== Segment start ==

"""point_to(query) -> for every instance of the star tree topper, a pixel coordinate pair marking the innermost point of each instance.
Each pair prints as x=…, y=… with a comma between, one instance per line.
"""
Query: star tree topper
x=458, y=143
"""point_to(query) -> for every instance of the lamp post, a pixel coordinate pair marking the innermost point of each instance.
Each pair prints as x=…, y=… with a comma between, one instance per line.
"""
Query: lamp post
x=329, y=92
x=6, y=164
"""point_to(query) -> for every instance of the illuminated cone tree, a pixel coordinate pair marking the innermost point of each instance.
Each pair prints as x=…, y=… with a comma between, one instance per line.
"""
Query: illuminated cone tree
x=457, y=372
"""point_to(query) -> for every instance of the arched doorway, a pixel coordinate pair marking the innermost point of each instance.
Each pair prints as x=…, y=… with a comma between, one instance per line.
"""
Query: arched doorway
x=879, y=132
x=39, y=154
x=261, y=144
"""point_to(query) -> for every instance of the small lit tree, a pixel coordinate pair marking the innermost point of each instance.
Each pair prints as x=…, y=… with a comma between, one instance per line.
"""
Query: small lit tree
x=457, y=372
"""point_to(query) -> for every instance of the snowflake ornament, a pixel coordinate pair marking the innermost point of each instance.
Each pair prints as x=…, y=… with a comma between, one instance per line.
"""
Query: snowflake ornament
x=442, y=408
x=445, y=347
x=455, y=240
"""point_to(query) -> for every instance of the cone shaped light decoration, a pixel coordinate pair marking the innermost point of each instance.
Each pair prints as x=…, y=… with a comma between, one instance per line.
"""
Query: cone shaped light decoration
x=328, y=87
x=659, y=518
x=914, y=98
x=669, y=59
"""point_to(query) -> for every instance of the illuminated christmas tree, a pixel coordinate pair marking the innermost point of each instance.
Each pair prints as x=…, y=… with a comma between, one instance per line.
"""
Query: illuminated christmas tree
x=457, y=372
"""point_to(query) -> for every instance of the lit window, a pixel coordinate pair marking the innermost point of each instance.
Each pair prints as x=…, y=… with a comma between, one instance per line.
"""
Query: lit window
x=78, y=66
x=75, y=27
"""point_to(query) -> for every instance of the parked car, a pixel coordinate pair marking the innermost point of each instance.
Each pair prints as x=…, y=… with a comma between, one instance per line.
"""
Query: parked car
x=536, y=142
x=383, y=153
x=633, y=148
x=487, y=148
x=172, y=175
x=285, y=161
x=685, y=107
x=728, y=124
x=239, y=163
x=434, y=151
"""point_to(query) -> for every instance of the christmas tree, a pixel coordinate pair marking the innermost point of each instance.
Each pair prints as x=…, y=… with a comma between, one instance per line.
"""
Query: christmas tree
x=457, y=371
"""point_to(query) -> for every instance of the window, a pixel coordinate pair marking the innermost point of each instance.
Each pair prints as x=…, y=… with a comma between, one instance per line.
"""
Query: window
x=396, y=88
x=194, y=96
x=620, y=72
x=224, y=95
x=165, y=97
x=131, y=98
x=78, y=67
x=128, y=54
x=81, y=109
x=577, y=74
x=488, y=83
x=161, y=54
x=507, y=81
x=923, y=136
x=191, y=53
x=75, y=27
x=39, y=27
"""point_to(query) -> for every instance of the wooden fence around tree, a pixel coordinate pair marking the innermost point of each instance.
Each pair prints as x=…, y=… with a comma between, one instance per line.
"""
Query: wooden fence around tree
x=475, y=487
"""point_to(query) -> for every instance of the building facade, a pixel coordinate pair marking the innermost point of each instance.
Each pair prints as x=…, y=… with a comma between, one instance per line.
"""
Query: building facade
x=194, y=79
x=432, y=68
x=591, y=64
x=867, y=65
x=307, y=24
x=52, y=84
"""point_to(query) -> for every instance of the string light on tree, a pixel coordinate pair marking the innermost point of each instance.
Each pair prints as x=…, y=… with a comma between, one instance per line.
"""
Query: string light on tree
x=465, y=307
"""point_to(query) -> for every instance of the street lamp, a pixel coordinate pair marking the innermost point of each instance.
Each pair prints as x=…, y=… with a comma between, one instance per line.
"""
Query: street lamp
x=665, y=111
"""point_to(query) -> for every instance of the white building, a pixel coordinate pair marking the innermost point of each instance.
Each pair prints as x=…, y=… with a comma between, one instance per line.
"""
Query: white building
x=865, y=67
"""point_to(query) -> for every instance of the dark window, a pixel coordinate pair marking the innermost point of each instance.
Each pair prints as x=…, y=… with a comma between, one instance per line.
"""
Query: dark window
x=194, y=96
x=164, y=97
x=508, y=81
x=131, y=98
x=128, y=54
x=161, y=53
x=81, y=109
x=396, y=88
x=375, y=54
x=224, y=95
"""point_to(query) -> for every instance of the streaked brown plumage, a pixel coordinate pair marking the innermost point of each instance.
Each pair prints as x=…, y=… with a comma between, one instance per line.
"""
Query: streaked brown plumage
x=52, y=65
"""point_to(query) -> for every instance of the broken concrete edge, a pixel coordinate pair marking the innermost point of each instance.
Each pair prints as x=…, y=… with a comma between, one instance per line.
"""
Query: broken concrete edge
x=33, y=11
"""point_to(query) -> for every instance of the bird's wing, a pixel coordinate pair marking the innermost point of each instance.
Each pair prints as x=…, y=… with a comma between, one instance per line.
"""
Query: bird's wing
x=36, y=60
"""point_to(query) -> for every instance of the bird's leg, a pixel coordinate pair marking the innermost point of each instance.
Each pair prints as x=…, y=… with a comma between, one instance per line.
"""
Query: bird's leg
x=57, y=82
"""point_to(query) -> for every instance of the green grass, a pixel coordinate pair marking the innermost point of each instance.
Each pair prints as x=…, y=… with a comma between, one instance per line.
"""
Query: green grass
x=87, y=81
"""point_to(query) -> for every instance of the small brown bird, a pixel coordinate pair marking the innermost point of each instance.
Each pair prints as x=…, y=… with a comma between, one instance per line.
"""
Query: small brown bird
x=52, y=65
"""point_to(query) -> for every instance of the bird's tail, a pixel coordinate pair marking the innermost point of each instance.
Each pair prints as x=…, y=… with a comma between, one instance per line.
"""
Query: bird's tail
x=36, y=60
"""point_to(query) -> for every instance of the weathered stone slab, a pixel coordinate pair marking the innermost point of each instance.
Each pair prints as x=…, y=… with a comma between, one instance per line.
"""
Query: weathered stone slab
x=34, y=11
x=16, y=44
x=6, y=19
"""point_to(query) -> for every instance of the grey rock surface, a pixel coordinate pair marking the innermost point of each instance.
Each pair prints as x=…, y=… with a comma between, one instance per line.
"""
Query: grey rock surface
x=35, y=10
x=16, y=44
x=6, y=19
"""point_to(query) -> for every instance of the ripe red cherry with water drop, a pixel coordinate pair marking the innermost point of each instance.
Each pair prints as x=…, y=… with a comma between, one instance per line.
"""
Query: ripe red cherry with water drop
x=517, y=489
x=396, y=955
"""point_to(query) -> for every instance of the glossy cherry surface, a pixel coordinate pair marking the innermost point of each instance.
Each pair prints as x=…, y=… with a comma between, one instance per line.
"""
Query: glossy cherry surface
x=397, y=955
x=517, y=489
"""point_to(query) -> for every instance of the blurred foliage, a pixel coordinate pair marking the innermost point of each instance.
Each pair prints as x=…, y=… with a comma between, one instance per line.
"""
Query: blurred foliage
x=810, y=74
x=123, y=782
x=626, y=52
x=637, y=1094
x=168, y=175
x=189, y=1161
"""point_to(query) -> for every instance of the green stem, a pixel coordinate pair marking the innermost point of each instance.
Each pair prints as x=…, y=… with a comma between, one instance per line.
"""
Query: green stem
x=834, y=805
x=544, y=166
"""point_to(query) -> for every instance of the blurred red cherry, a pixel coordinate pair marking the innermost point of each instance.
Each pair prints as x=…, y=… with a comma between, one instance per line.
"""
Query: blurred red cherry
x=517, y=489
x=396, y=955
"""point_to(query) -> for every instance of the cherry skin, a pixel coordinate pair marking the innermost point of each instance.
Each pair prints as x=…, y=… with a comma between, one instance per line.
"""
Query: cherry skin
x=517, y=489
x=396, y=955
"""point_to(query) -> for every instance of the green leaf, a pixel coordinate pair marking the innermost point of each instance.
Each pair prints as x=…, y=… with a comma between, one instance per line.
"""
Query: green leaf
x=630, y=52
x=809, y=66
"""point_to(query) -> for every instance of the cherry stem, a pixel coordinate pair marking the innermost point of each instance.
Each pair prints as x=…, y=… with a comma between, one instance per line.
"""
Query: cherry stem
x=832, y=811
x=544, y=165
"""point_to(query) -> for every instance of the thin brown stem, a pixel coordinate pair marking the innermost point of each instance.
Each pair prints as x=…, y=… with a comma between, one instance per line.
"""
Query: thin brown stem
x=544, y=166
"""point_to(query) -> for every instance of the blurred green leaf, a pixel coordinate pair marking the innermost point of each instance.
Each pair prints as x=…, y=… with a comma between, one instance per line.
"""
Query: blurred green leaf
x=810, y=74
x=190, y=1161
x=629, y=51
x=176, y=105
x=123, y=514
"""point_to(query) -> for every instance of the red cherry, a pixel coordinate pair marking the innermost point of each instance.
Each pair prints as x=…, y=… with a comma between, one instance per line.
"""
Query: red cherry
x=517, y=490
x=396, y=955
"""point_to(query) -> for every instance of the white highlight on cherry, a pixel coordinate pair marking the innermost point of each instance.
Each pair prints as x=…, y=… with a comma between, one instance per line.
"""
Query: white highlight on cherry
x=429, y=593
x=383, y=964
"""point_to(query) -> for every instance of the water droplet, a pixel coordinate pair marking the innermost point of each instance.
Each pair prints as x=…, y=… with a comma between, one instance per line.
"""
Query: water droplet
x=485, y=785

== Segment end ==

● **Required work**:
Could you return exactly the stretch of the data above that starts at the line with "Query: green grass" and ends at the line with "blurred foliage, a", both lines included?

● **Exercise result**:
Query: green grass
x=87, y=81
"""point_to(query) -> for every instance of the small brown bird, a pixel coordinate pair marking the innermost point of each instance.
Each pair prints as x=…, y=… with a comma between, one instance per line.
"""
Query: small brown bird
x=52, y=65
"""point_to(query) -> for every instance of the bird's tail, a pixel coordinate pair marking the innermost point of each instance.
Each pair prints as x=…, y=… with a comma between, one instance per line.
"""
Query: bird's tail
x=36, y=60
"""point_to(query) -> for every instance of the weathered stone slab, a pixel coordinate pair marking the innermost point of each instance.
Each pair prints as x=…, y=… with a comma between, one instance per line.
"""
Query: weathered stone slab
x=34, y=11
x=16, y=44
x=6, y=19
"""point_to(query) -> for every instance of the grey rock surface, a pixel coordinate pair marking the innermost point of each instance.
Each pair prints as x=…, y=… with a comma between, one instance per line.
"""
Query: grey rock surface
x=35, y=10
x=16, y=44
x=6, y=19
"""point_to(query) -> for every instance of the ripe red cherry with water drop, a pixel coordinate pair marking the innermost point of each instance.
Each pair prints as x=…, y=… with a comma between, one instance per line.
"""
Query: ripe red cherry with water drop
x=517, y=489
x=396, y=955
"""point_to(query) -> for every instance of the glossy cherry surface, a pixel coordinate pair marking the innermost point of each instance.
Each pair prints as x=…, y=… with a comma between, one instance per line.
"""
Query: glossy cherry surface
x=397, y=955
x=517, y=489
"""point_to(query) -> for every instance of the blurred foliage, a pixel coordinate pair marking the innermost point of each instance.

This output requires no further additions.